Reproduce the lines of the material between the line holding "[Batch spec] Target class: horse" and the line holding "[[156, 150, 190, 194], [145, 154, 186, 195]]", inclusive, and output only those lines.

◆ Recorded information:
-------
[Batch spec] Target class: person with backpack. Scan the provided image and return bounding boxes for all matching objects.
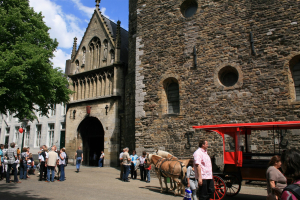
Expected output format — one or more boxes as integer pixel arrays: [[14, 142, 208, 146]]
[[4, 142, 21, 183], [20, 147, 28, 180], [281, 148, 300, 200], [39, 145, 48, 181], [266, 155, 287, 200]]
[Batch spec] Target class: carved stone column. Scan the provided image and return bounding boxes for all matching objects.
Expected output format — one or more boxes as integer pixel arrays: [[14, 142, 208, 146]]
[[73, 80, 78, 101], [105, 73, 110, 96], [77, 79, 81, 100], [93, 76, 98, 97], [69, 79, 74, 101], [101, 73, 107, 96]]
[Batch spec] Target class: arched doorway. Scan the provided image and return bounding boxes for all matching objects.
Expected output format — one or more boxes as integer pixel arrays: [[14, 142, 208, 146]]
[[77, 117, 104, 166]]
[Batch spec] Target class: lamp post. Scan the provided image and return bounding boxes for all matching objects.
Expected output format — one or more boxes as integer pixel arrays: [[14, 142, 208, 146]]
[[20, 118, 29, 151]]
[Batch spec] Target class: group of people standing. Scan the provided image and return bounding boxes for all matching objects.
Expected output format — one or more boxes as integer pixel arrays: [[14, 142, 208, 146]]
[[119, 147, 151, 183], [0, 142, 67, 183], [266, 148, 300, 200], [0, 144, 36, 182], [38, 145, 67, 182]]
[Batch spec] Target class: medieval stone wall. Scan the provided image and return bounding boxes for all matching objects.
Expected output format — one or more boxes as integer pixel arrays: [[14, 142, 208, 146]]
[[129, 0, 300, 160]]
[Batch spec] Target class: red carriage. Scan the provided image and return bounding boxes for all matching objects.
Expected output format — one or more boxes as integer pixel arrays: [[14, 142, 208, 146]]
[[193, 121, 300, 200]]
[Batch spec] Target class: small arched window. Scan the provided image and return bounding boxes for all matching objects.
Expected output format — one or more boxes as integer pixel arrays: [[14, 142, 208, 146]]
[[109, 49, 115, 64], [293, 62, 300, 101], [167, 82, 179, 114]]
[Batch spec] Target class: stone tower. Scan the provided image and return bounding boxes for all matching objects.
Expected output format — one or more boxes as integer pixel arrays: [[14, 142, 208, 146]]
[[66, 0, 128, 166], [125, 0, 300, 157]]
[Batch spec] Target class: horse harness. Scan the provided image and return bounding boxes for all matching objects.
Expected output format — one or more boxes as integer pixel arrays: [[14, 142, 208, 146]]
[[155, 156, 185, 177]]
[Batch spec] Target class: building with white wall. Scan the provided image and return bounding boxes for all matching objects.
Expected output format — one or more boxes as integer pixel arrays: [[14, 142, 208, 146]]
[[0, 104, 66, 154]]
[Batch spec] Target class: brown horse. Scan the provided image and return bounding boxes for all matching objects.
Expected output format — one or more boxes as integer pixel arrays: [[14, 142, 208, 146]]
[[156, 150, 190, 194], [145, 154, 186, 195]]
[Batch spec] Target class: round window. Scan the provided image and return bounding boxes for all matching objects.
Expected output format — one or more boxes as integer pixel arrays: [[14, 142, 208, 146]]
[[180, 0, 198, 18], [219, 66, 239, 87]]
-------
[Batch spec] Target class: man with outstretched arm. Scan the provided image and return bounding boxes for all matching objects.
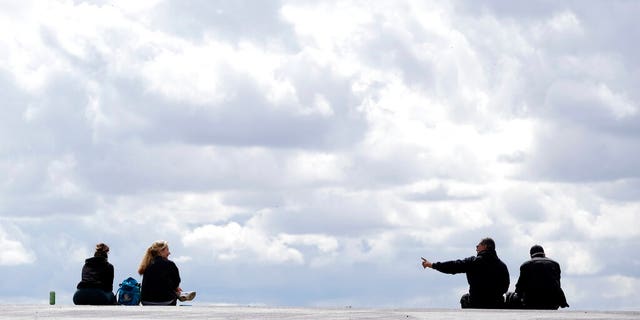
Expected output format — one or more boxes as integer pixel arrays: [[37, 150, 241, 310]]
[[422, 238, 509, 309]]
-------
◆ Task output:
[Batch spec] Target class: horse harness. Scan the provided image and return bounding boxes for all matching objects.
Expected output format — one or more boxes as integer pixel arrays: [[14, 142, 208, 146]]
[[155, 156, 185, 177]]
[Batch spec] Target class: building with white wall. Scan the provided image and return bounding boxes for all matching objects.
Expected output format — one or more boxes as integer pixel arrays: [[14, 142, 208, 146]]
[[0, 104, 66, 154]]
[Batch spec] Target class: brown horse. Scan the provided image and return bounding boxes for all matching objects.
Expected output format — one or more boxes as integer pixel arrays: [[14, 142, 208, 146]]
[[156, 150, 190, 194], [145, 154, 186, 195]]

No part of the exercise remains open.